* _WHAT TO DO_
Reproduce the data from the line with "[trace] window reflection" to the line with "M 77 233 L 77", and shift every coordinate in the answer outlines by adding 149. Leave the sample paths and all other lines unchanged.

* _DATASET CONTENT_
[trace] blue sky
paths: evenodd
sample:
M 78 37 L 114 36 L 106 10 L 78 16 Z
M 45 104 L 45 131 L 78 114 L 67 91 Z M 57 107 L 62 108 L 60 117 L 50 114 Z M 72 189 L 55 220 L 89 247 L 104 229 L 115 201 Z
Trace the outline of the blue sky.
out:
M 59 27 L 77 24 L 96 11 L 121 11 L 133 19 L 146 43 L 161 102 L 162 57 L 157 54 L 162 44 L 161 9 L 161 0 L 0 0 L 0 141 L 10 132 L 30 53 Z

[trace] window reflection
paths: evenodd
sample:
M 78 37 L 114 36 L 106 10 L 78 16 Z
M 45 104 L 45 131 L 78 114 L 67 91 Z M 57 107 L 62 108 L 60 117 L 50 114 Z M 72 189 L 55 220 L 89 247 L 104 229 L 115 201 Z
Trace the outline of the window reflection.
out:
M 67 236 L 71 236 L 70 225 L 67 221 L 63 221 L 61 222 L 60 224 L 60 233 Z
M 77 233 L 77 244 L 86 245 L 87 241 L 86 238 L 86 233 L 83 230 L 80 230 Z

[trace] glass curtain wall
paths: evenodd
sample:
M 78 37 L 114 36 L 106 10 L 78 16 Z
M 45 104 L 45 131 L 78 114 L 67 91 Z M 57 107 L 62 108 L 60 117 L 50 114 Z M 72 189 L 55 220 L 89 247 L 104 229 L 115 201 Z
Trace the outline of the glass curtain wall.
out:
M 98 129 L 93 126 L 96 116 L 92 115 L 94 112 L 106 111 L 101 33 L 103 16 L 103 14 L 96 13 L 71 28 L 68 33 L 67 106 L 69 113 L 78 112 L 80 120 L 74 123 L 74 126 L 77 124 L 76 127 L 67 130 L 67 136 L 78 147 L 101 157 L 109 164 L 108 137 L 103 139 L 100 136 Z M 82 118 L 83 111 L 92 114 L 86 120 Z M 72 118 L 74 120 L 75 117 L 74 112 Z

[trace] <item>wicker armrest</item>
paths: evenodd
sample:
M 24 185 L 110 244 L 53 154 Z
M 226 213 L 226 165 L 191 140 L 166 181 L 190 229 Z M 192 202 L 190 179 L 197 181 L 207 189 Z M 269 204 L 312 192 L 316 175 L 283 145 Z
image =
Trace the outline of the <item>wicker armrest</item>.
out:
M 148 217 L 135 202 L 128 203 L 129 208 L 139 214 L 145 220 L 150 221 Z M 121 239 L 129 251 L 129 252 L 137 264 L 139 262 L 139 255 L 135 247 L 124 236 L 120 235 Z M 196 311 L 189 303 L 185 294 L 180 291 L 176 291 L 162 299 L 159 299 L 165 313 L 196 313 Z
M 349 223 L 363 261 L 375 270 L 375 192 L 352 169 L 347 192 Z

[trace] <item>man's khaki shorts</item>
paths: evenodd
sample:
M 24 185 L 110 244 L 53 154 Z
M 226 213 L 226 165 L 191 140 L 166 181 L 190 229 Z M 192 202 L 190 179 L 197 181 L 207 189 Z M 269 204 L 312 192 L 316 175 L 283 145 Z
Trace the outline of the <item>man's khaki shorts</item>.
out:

* _TASK SOLUTION_
[trace] window reflection
paths: evenodd
sample:
M 78 37 L 114 36 L 106 10 L 78 16 Z
M 45 104 L 45 131 L 78 114 L 67 91 Z M 57 107 L 62 108 L 60 117 L 50 114 Z M 72 189 L 55 220 L 89 247 L 104 229 L 115 201 Z
Trace the outline of the window reflection.
out:
M 216 385 L 220 385 L 219 374 L 216 370 L 212 370 L 210 371 L 209 373 L 209 382 Z
M 226 382 L 226 393 L 235 394 L 236 390 L 235 387 L 235 382 L 232 379 L 229 379 Z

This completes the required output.